[Given records]
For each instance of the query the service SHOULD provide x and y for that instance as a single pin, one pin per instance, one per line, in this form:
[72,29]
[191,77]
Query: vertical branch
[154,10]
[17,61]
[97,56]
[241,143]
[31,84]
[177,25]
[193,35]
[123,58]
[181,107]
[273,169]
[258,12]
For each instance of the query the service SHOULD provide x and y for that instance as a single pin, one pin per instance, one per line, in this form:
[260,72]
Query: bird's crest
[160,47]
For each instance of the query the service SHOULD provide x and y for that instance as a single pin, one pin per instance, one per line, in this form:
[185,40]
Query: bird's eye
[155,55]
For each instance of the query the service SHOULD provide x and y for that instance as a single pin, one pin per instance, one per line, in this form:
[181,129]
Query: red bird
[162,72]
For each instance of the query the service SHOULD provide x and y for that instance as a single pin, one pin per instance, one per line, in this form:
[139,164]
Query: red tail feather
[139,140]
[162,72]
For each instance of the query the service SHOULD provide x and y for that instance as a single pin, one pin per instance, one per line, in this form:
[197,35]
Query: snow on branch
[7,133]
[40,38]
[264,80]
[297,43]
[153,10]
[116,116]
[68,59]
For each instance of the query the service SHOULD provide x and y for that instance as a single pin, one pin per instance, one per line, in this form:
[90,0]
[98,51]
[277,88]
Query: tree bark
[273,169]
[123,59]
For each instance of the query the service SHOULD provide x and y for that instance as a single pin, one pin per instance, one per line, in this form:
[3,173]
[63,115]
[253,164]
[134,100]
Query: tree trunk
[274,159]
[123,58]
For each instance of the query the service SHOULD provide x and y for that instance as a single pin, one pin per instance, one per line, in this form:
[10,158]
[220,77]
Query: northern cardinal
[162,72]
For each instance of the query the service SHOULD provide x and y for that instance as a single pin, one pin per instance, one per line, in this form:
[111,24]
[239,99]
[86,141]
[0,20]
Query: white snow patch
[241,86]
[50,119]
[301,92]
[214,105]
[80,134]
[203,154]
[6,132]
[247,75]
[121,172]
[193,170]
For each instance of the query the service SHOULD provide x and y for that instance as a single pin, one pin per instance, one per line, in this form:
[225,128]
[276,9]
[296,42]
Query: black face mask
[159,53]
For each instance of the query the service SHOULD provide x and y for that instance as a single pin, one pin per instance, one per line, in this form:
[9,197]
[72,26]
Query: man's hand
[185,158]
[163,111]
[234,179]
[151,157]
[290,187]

[Task to carry out] Print again each line of the listing above, exactly as it appears.

[Exercise result]
For each instance of the query the service SHOULD provide x and y for that instance as a single pin, one pin per instance, one per line, in this form:
[72,29]
[191,77]
Query: vertical branch
[154,10]
[17,61]
[97,56]
[241,143]
[31,84]
[177,25]
[193,35]
[123,58]
[181,107]
[273,169]
[258,12]
For each instance of the query the service SHOULD provide x and y for that instance as a single pin, one pin per instance, one per line, in this form:
[260,72]
Query: bird's crest
[160,47]
For each instance of the query the service SHOULD provide x and y for that instance as a single pin, one pin per instance, one per line, in this form:
[185,40]
Query: bird's eye
[155,55]
For each instance of the query the service SHOULD provide x and y for that instance as a single pin, one pin per instance, one per line, in this form:
[181,129]
Query: red bird
[162,72]
For each instance of the query the service SHOULD provide x and y for that instance as a single pin, one pin per instance, one per line, in this form:
[139,164]
Query: red tail feather
[139,140]
[162,72]
For each instance of the query the service SHOULD provide x and y for that instance as a single pin, one pin per instance, one per line, in this form:
[197,35]
Query: snow on branch
[7,133]
[40,38]
[264,80]
[297,43]
[153,10]
[116,116]
[68,59]
For each instance of the query the service SHOULD provide x and y for that instance as a single pin, one pin per instance, one per line, in this form:
[90,0]
[98,51]
[277,88]
Query: tree bark
[273,169]
[123,59]
For each instance of the query the service SHOULD provide x and y for that instance as a single pin, one pin per instance, one per line, in this form:
[3,173]
[63,115]
[253,164]
[134,100]
Query: tree trunk
[274,159]
[123,58]
For each instance of the query the service SHOULD provide x and y for that instance as a single pin, one pin per instance, one per line, in this form:
[10,158]
[220,77]
Query: northern cardinal
[162,72]
For each instance of the query the service SHOULD provide x and y for that instance as a single pin, one pin per instance, one per line, in this form:
[111,24]
[239,99]
[86,141]
[0,20]
Query: white snow patch
[241,86]
[50,119]
[301,92]
[214,105]
[80,134]
[203,154]
[6,132]
[247,75]
[121,172]
[193,170]
For each instance of the query the service SHOULD provide x and y for that instance as a single pin, one pin per instance, one per line, in this form:
[225,128]
[276,9]
[296,42]
Query: black face mask
[159,53]
For each instance of the query the service SHOULD provide x and y for that instance as a single pin, one pin per instance, one per line, in this form:
[9,197]
[72,26]
Query: man's hand
[185,158]
[163,111]
[234,179]
[151,157]
[290,187]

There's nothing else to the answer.